• **What the exercise asks**
Provide the records once more, identical to the original.

• **Material for this exercise**
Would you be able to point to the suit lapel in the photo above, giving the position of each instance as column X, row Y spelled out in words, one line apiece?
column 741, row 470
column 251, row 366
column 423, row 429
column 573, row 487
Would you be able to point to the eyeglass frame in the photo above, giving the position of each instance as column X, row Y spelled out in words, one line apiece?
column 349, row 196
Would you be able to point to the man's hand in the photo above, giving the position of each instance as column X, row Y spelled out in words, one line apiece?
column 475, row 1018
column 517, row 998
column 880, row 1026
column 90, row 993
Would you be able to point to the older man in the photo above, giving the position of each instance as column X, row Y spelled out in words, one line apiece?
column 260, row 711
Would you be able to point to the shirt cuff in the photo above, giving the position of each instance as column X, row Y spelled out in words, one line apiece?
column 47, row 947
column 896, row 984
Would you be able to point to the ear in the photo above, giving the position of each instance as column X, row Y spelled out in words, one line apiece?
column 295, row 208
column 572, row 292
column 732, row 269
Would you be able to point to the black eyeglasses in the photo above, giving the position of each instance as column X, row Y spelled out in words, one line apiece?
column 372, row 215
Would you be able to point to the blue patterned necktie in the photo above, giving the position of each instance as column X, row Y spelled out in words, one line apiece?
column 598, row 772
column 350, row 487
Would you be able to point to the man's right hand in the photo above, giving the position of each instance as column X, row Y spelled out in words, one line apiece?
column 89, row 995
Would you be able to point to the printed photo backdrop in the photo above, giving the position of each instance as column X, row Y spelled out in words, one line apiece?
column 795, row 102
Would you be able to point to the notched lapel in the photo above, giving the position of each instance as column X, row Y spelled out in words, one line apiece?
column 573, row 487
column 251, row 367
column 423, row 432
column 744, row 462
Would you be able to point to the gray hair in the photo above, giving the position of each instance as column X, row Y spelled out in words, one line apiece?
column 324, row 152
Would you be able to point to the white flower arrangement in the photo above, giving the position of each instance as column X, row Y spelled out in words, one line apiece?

• **Response below**
Would you be able to point to the suit lapel in the photo above, giving the position of each instance as column X, row Y spelled out in words, one line apiece?
column 741, row 470
column 251, row 366
column 423, row 429
column 573, row 487
Would you be able to point to the eyeglass frame in the photo above, giving the position of each instance as column X, row Y spelled out in words, one line apiece?
column 349, row 196
Would you be able to point to the man's hand in the photo above, giving the position of each instance as column X, row Y spelled out in words, one line apiece?
column 475, row 1018
column 517, row 998
column 880, row 1026
column 90, row 993
Would you be able to point to the older man in the photo above, giving the position of each instance as column X, row Y spelled out in words, one line apiece?
column 260, row 711
Would you be able to point to the shirt cuff in the photo above, giving the position of each instance as column X, row Y spelled out in words, one line apiece?
column 47, row 947
column 896, row 984
Would you be able to point to the ear in the photo above, giving the position of each instance as column X, row Y spelled out in words, one line apiece?
column 295, row 208
column 572, row 292
column 732, row 269
Would you be able to point to the black eyeglasses in the photo above, giving the position of each instance as column X, row Y spelled out in words, one line apiece?
column 372, row 215
Would you be able to point to the blue patterned necktie in the photo above, giving the position of each instance as column X, row Y spelled out in words, one line apiece?
column 598, row 772
column 350, row 487
Would you be able to point to the man's right hand in the photo above, giving the position of each instance as column X, row Y spelled out in words, one line apiece?
column 89, row 995
Would you be able to point to the printed photo backdrop in the photo above, giving the position of each instance as column X, row Y spelled out in words, one line apiece?
column 795, row 102
Would you be able to point to the notched lapel in the photo above, giving the position of each instance as column X, row Y spelled out in words, one line apiece?
column 573, row 487
column 251, row 367
column 423, row 432
column 744, row 462
Would you be able to point to the gray hair in the photo above, giving the position of each instance as column X, row Y spelled out in words, one line apiece?
column 324, row 152
Would you be able to point to the white flower arrangement in the photo above, giving the position of each instance as column X, row Y spelled out in words, one line apiece?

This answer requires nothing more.